Only the line with "Would you mind pointing out the white sneaker in" and the lines after it, to the end of the data, should appear in the answer, each reproduced exactly.

++++++++++

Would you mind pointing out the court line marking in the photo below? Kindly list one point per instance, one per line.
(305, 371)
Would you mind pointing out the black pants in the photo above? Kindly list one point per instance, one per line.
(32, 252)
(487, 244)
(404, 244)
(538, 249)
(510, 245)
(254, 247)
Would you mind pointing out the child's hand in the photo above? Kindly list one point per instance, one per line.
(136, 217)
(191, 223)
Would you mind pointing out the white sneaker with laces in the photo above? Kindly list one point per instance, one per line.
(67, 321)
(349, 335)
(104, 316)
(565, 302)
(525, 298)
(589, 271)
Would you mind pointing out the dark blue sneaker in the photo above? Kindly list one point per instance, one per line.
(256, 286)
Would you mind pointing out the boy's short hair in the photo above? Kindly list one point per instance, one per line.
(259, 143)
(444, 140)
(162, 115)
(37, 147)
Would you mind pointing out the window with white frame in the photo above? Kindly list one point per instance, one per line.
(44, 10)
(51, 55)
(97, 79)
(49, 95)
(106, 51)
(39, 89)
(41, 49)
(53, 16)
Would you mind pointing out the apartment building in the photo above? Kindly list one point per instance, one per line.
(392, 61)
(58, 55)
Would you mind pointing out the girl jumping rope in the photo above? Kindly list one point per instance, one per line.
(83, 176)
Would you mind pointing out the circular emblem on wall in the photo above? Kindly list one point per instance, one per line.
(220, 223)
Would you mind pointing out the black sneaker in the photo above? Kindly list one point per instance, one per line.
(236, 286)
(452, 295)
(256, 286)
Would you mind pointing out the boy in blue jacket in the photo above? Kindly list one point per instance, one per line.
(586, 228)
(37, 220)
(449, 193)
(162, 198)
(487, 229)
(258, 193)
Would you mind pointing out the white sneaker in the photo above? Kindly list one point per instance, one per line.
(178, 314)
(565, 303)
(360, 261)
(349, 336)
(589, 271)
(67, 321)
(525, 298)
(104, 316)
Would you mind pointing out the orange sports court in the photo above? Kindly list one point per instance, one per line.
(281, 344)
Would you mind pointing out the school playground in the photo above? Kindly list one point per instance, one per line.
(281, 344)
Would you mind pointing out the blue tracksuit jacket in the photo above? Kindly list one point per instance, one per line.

++++++++++

▶ SOLUTION TO THIS PROBLEM
Would you mind pointing out the white sneaker in the photo above? Kindly list one point per instance, one per line.
(178, 314)
(565, 303)
(360, 261)
(349, 336)
(589, 271)
(67, 321)
(525, 298)
(104, 316)
Would you mind pointing out the orange sports court in the photo above? Kindly list one point per instance, one per line.
(281, 344)
Would you mind pointing out the school playground in the photo above? Kindly list one point per instance, one per line.
(281, 344)
Would you mind pointing out the blue tracksuit jacket in the photo above? Kindly list one point per instance, one per line.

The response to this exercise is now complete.